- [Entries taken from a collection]
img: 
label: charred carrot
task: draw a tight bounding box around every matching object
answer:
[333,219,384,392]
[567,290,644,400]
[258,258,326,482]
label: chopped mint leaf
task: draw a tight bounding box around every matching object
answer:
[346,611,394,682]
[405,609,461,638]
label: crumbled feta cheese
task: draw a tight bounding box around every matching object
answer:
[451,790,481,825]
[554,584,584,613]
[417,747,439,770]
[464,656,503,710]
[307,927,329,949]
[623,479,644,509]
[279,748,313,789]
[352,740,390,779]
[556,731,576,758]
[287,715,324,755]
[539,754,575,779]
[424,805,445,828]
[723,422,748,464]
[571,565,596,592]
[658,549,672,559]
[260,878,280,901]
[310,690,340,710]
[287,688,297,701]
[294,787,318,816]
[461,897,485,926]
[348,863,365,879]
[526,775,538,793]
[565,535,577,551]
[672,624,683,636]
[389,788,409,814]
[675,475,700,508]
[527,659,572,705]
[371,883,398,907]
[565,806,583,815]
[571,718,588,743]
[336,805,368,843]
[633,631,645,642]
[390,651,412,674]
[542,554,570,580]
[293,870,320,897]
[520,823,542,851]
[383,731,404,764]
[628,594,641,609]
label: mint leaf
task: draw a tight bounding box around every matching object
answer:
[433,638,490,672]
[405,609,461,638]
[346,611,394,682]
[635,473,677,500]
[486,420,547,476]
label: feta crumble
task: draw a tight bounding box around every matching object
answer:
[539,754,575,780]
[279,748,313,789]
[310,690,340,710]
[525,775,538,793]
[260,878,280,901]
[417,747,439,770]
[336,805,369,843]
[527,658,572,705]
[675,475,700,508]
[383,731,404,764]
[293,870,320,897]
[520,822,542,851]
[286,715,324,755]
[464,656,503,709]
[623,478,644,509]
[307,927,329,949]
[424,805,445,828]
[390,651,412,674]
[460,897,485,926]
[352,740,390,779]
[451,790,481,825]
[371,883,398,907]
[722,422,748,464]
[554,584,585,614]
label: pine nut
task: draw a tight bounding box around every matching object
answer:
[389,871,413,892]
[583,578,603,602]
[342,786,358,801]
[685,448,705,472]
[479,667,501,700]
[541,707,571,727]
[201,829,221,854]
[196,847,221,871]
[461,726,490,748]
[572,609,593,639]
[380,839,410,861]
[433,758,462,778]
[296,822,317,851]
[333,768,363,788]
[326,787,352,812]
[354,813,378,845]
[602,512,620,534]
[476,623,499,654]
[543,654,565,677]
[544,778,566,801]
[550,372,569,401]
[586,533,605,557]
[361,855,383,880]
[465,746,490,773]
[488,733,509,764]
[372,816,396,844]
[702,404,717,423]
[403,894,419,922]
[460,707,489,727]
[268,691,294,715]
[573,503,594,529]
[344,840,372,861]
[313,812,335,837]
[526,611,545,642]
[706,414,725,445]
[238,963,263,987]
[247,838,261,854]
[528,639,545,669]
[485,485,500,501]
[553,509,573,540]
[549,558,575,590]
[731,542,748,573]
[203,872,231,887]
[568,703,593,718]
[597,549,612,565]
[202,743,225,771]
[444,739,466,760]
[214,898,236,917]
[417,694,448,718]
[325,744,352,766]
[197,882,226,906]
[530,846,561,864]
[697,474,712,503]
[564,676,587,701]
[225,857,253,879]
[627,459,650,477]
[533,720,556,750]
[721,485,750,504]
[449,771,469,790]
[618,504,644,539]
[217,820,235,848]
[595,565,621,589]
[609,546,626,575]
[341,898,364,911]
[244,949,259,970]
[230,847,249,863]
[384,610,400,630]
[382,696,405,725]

- [WHAT YOU WILL DO] In full and without error, retype the entries above.

- [OUTPUT BELOW]
img: 
label: charred carrot
task: draw a tight bounding box around every matching object
answer:
[333,219,384,392]
[567,290,644,400]
[258,258,326,482]
label: chopped mint leaf
task: draw a tight bounding box around every matching object
answer:
[346,611,394,682]
[405,609,461,638]
label: crumbled feta cheese
task: draw a tight bounding box around every matching object
answer:
[451,790,481,825]
[554,584,584,613]
[417,747,439,770]
[464,656,503,710]
[307,927,329,949]
[623,479,644,509]
[279,748,313,789]
[352,740,390,779]
[556,731,576,758]
[287,715,324,755]
[539,754,575,779]
[424,805,445,828]
[723,422,748,464]
[571,565,596,592]
[658,549,672,559]
[260,878,280,901]
[310,690,340,710]
[287,688,297,701]
[294,787,318,816]
[461,897,485,926]
[348,863,365,879]
[526,775,538,793]
[565,535,577,551]
[672,624,683,636]
[389,788,409,814]
[675,475,700,508]
[527,659,572,705]
[371,883,398,907]
[565,806,583,815]
[571,718,588,743]
[336,805,368,843]
[633,631,645,642]
[390,651,412,674]
[542,554,570,580]
[293,870,320,897]
[520,823,542,851]
[383,731,404,764]
[628,594,641,609]
label: mint leaf
task: draw a tight bounding box around every matching object
answer:
[433,638,490,672]
[405,609,461,638]
[346,611,394,682]
[635,473,677,500]
[486,420,547,476]
label: feta crumble
task: draw a tight bounding box around every matching object
answer:
[539,754,575,780]
[279,748,313,789]
[310,690,340,710]
[525,775,538,793]
[260,878,280,901]
[417,747,439,770]
[336,805,369,843]
[527,658,572,705]
[675,475,700,508]
[383,731,404,764]
[293,870,320,897]
[520,822,542,851]
[286,715,324,755]
[464,656,503,709]
[623,478,644,509]
[307,927,329,949]
[424,805,445,828]
[390,651,412,674]
[460,897,485,926]
[352,740,390,779]
[451,790,481,825]
[371,883,398,907]
[722,422,748,464]
[554,584,585,614]
label: pine nut
task: draw a tight bounding box around every matching object
answer:
[389,871,413,892]
[583,578,603,602]
[342,786,358,801]
[685,448,705,472]
[479,667,501,700]
[541,707,571,727]
[201,829,221,854]
[196,847,221,871]
[461,726,490,748]
[572,609,593,639]
[380,839,410,861]
[433,758,462,778]
[296,822,317,851]
[333,768,363,788]
[326,787,352,812]
[354,813,378,845]
[602,512,620,534]
[476,623,499,654]
[543,654,565,677]
[544,778,566,801]
[550,372,569,401]
[586,533,605,557]
[361,855,383,880]
[465,746,490,773]
[488,733,509,764]
[372,816,396,844]
[702,404,717,423]
[403,894,419,922]
[460,707,489,727]
[268,691,294,715]
[573,503,594,529]
[344,840,372,861]
[313,812,335,837]
[526,611,545,642]
[706,414,725,445]
[238,963,263,987]
[247,838,261,854]
[528,639,545,669]
[485,485,500,501]
[553,509,573,540]
[549,558,575,590]
[731,542,748,573]
[203,872,231,887]
[568,703,593,718]
[597,549,612,565]
[202,743,225,771]
[444,739,466,760]
[214,898,236,917]
[417,694,448,718]
[325,744,352,766]
[197,882,226,906]
[530,846,561,864]
[697,474,712,503]
[564,676,587,701]
[225,857,253,879]
[627,459,650,477]
[533,720,556,750]
[721,485,750,504]
[449,771,469,790]
[618,504,644,539]
[217,820,235,848]
[595,565,621,589]
[609,546,626,575]
[341,898,364,911]
[244,949,259,970]
[230,847,249,863]
[384,610,400,630]
[382,696,405,725]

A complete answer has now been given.